### VORGELEGTER TEXTAUSZUG
□ □ □

Hetze gegen "Volksverderber"
In der Praxis aber existierte die NDP seit 1966, ohne dass eine der vielen Behörden, mit denen sie in den langen 21 Jahren ihres Bestehens zu tun hatte, an der Programmatik der Partei Anstoß genommen hätte. Dabei forderte die NDP zum Beispiel die Erhaltung der sogenannten deutschen Volkseinheit unter Einschluss Österreichs, wandte sich "gegen die Zerstörung unserer Volkssubstanz durch die Unterwanderung durch Ausländer", wie es im Grundsatzprogramm hieß, und forderte harte Strafen für Andersdenkende, die im Programm als "Volksverderber" gegeißelt wurden. 1980 bekam der Vorsitzende Norbert Burger, die ganze Zeit über die prägende Figur der NDP, bei der Direktwahl zum Bundespräsidenten 3,1 Prozent der Stimmen - der größte Erfolg in der Geschichte der Splitterpartei.
Dann aber wurde doch eine Behörde hellhörig: Als die NDP einmal den Antrag stellte, in einem Ort in Niederösterreich gebührenfrei Flugblätter verteilen zu dürfen, lehnte das zuständige Amt, das ab mit der Begründung, die Organisation betätige, sich im nationalsozialistischen Sinne und könne deshalb keinen Antrag stellen. Die Partei klagte. Das Verfahren ging durch alle Instanzen - bis das Verfassungsgericht der Behörde im Juni 1988 recht gab. Fünf Monate später folgte die Auflösung.

□ □ □

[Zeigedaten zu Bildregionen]

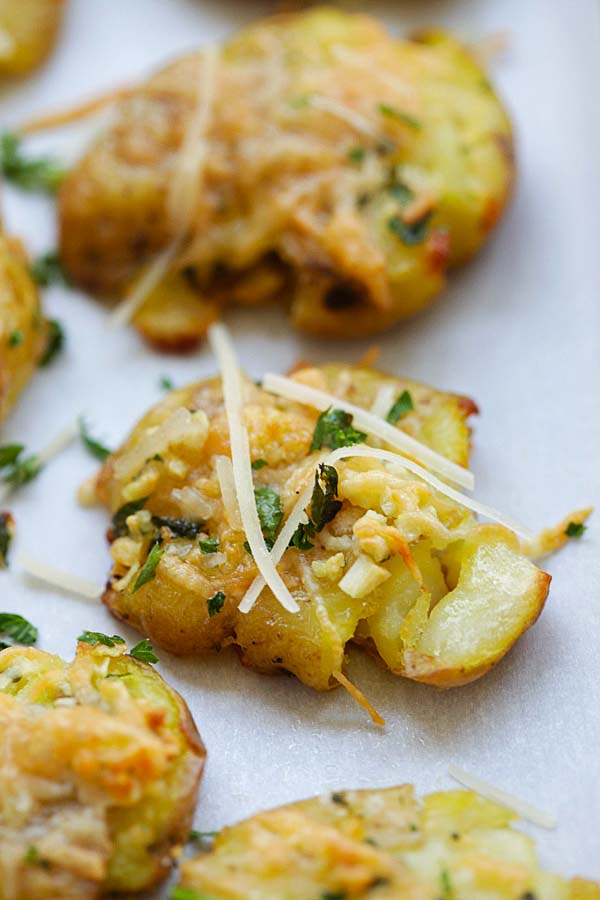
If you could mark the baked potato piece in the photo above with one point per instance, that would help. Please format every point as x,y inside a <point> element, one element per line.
<point>380,844</point>
<point>344,171</point>
<point>23,330</point>
<point>101,763</point>
<point>393,564</point>
<point>28,30</point>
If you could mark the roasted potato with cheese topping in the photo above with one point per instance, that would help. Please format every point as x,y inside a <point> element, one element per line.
<point>28,30</point>
<point>388,562</point>
<point>23,330</point>
<point>381,844</point>
<point>100,769</point>
<point>317,162</point>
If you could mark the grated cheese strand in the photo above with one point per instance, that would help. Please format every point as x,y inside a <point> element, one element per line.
<point>81,587</point>
<point>524,810</point>
<point>301,393</point>
<point>183,193</point>
<point>222,347</point>
<point>298,512</point>
<point>360,698</point>
<point>52,449</point>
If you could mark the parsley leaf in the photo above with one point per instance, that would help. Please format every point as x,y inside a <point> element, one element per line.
<point>210,545</point>
<point>412,234</point>
<point>575,529</point>
<point>270,513</point>
<point>98,450</point>
<point>47,270</point>
<point>19,629</point>
<point>7,530</point>
<point>148,570</point>
<point>215,603</point>
<point>56,341</point>
<point>42,174</point>
<point>334,429</point>
<point>390,112</point>
<point>401,406</point>
<point>93,638</point>
<point>144,652</point>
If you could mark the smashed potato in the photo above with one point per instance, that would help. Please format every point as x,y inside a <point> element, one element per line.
<point>100,765</point>
<point>392,564</point>
<point>339,172</point>
<point>28,30</point>
<point>382,844</point>
<point>23,330</point>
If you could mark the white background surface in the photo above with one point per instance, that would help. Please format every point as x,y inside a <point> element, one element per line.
<point>518,330</point>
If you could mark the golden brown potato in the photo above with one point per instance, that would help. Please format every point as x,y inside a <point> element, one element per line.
<point>380,844</point>
<point>344,172</point>
<point>100,769</point>
<point>23,330</point>
<point>397,567</point>
<point>28,30</point>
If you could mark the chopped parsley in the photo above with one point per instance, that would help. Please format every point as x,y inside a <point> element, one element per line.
<point>323,507</point>
<point>401,406</point>
<point>19,629</point>
<point>575,529</point>
<point>390,112</point>
<point>47,270</point>
<point>270,513</point>
<point>144,652</point>
<point>7,530</point>
<point>148,570</point>
<point>15,338</point>
<point>215,603</point>
<point>41,174</point>
<point>412,234</point>
<point>94,638</point>
<point>334,429</point>
<point>210,545</point>
<point>98,450</point>
<point>56,342</point>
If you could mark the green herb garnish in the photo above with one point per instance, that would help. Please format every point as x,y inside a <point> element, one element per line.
<point>148,570</point>
<point>390,112</point>
<point>334,429</point>
<point>270,513</point>
<point>401,406</point>
<point>42,174</point>
<point>575,529</point>
<point>19,629</point>
<point>215,603</point>
<point>56,341</point>
<point>98,450</point>
<point>47,270</point>
<point>412,234</point>
<point>144,652</point>
<point>93,638</point>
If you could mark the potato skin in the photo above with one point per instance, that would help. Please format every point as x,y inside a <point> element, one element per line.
<point>29,29</point>
<point>379,843</point>
<point>23,330</point>
<point>109,761</point>
<point>352,226</point>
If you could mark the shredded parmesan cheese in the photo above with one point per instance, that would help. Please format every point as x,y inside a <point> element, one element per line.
<point>525,810</point>
<point>184,190</point>
<point>242,467</point>
<point>301,393</point>
<point>55,446</point>
<point>81,587</point>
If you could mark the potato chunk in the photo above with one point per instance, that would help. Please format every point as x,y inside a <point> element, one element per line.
<point>382,844</point>
<point>100,769</point>
<point>345,171</point>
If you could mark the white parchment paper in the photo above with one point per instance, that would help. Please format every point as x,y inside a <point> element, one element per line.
<point>519,330</point>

□ □ □

### AUFGABE
Geben Sie den Abschnitt des Textes über die NDP zwischen „Dann aber wurde“ und „folgte die Auflösung.“, beide eingeschlossen, wortwörtlich wieder.

### SCHRIFTLICHE LÖSUNG
Dann aber wurde doch eine Behörde hellhörig: Als die NDP einmal den Antrag stellte, in einem Ort in Niederösterreich gebührenfrei Flugblätter verteilen zu dürfen, lehnte das zuständige Amt, das ab mit der Begründung, die Organisation betätige, sich im nationalsozialistischen Sinne und könne deshalb keinen Antrag stellen. Die Partei klagte. Das Verfahren ging durch alle Instanzen - bis das Verfassungsgericht der Behörde im Juni 1988 recht gab. Fünf Monate später folgte die Auflösung.